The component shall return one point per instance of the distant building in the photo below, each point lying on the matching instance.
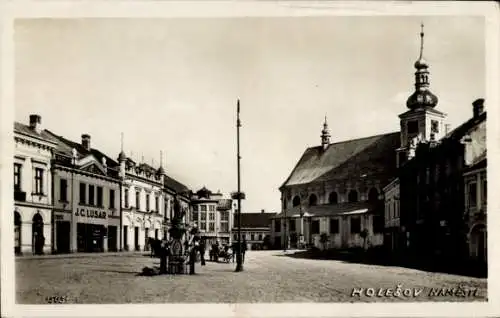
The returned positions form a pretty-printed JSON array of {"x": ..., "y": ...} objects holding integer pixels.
[
  {"x": 33, "y": 200},
  {"x": 255, "y": 229},
  {"x": 86, "y": 189},
  {"x": 441, "y": 189},
  {"x": 212, "y": 213}
]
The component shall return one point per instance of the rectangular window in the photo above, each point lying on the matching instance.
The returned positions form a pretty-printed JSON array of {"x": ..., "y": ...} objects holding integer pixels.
[
  {"x": 63, "y": 190},
  {"x": 17, "y": 176},
  {"x": 277, "y": 226},
  {"x": 435, "y": 126},
  {"x": 315, "y": 227},
  {"x": 224, "y": 227},
  {"x": 126, "y": 198},
  {"x": 355, "y": 225},
  {"x": 378, "y": 224},
  {"x": 91, "y": 195},
  {"x": 485, "y": 191},
  {"x": 99, "y": 196},
  {"x": 334, "y": 226},
  {"x": 83, "y": 195},
  {"x": 111, "y": 198},
  {"x": 472, "y": 197},
  {"x": 38, "y": 181},
  {"x": 412, "y": 127},
  {"x": 137, "y": 200}
]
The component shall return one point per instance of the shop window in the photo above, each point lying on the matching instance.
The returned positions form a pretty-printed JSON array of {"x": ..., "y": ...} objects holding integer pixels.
[
  {"x": 91, "y": 195},
  {"x": 83, "y": 195},
  {"x": 333, "y": 198},
  {"x": 315, "y": 227},
  {"x": 313, "y": 200},
  {"x": 277, "y": 226},
  {"x": 111, "y": 198},
  {"x": 17, "y": 176},
  {"x": 355, "y": 225},
  {"x": 334, "y": 226},
  {"x": 99, "y": 196},
  {"x": 353, "y": 196},
  {"x": 38, "y": 181},
  {"x": 63, "y": 190}
]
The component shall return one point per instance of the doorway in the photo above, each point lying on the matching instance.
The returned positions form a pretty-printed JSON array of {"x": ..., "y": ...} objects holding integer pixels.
[
  {"x": 37, "y": 234},
  {"x": 112, "y": 238},
  {"x": 136, "y": 238},
  {"x": 17, "y": 233},
  {"x": 63, "y": 236}
]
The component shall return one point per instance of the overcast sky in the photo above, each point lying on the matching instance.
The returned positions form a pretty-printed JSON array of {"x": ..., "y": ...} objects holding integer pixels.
[{"x": 172, "y": 85}]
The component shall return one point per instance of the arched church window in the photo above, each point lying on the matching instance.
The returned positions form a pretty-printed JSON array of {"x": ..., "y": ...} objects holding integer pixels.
[
  {"x": 313, "y": 200},
  {"x": 373, "y": 195},
  {"x": 353, "y": 196},
  {"x": 333, "y": 198}
]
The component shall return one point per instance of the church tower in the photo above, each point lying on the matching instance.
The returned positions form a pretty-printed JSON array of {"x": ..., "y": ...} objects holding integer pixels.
[
  {"x": 325, "y": 136},
  {"x": 422, "y": 122}
]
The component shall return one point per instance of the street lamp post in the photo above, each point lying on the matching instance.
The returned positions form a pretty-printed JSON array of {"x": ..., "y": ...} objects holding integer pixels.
[
  {"x": 239, "y": 260},
  {"x": 301, "y": 236}
]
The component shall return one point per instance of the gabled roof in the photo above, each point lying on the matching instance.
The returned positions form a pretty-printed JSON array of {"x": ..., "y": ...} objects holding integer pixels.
[
  {"x": 345, "y": 208},
  {"x": 65, "y": 146},
  {"x": 356, "y": 158},
  {"x": 26, "y": 130},
  {"x": 253, "y": 220},
  {"x": 176, "y": 185}
]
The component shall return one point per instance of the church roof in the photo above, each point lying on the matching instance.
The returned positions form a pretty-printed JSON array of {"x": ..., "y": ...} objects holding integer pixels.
[{"x": 351, "y": 159}]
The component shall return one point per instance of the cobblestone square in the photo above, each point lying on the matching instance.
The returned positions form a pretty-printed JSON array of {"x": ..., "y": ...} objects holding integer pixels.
[{"x": 269, "y": 276}]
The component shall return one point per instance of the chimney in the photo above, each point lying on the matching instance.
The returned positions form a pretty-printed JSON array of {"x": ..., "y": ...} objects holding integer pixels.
[
  {"x": 478, "y": 107},
  {"x": 447, "y": 128},
  {"x": 36, "y": 123},
  {"x": 86, "y": 141}
]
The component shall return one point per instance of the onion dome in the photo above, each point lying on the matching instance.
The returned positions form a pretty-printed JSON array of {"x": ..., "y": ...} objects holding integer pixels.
[{"x": 422, "y": 97}]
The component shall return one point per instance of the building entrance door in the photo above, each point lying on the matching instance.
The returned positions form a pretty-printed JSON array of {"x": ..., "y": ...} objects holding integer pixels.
[
  {"x": 63, "y": 236},
  {"x": 37, "y": 232},
  {"x": 136, "y": 238},
  {"x": 112, "y": 238}
]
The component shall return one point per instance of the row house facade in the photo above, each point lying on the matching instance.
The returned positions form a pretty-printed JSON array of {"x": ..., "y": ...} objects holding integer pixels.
[
  {"x": 86, "y": 189},
  {"x": 32, "y": 188},
  {"x": 334, "y": 192},
  {"x": 213, "y": 215},
  {"x": 70, "y": 197},
  {"x": 438, "y": 210}
]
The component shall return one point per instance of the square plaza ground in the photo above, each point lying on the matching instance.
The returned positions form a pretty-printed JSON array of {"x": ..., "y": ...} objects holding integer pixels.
[{"x": 269, "y": 276}]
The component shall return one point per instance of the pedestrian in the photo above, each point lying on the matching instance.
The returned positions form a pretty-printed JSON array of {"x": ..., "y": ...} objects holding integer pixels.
[
  {"x": 202, "y": 252},
  {"x": 243, "y": 249}
]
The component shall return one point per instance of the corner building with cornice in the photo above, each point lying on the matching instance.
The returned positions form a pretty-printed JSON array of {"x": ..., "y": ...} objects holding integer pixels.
[{"x": 333, "y": 198}]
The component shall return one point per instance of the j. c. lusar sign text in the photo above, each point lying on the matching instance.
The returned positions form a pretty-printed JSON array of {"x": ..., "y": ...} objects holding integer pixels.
[{"x": 97, "y": 214}]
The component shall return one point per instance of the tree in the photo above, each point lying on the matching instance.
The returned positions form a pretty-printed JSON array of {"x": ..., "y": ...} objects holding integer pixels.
[{"x": 323, "y": 239}]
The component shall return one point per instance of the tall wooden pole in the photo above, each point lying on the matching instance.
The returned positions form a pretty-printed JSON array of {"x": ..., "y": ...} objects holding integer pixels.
[{"x": 239, "y": 260}]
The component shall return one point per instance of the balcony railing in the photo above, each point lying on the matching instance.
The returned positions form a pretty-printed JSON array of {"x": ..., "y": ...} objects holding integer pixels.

Problem requirements
Reproduce the records above exactly, starting with the line that contains "The component shall return one point per instance of the corner" and ending with the last line.

Output
The component shall return one point per instance of the corner building with cornice in the photo above, each point lying on the matching instance.
The returned positions form a pretty-printed JSON array of {"x": ..., "y": ...} objects holding integer pixels.
[{"x": 333, "y": 198}]
The component shall return one point per instance of the j. c. lusar sign text in the photo above, each point lying on the matching instance.
The returned positions form a pretty-printed JSON array of {"x": ..., "y": ...} objects holding integer pixels.
[{"x": 97, "y": 214}]
The component shall return one point per instance of the tree in the photo above, each point lying on the matching instance.
The returned positions form a pretty-printed JSON array of {"x": ..., "y": ...} objects holding integer pixels.
[{"x": 323, "y": 239}]
The component shall return one point per instance of the tall wooden pole in the photo above, each point lying on the matching instance.
The returned positions form a pretty-printed JSON array of {"x": ..., "y": ...} objects holding integer pixels.
[{"x": 239, "y": 260}]
The component shall return one point per instance of the balcony railing in the photo above, each point lying on the matching instance.
The returned positions form a pretty-printed JSON array of {"x": ..., "y": ...} objects holding integer pixels.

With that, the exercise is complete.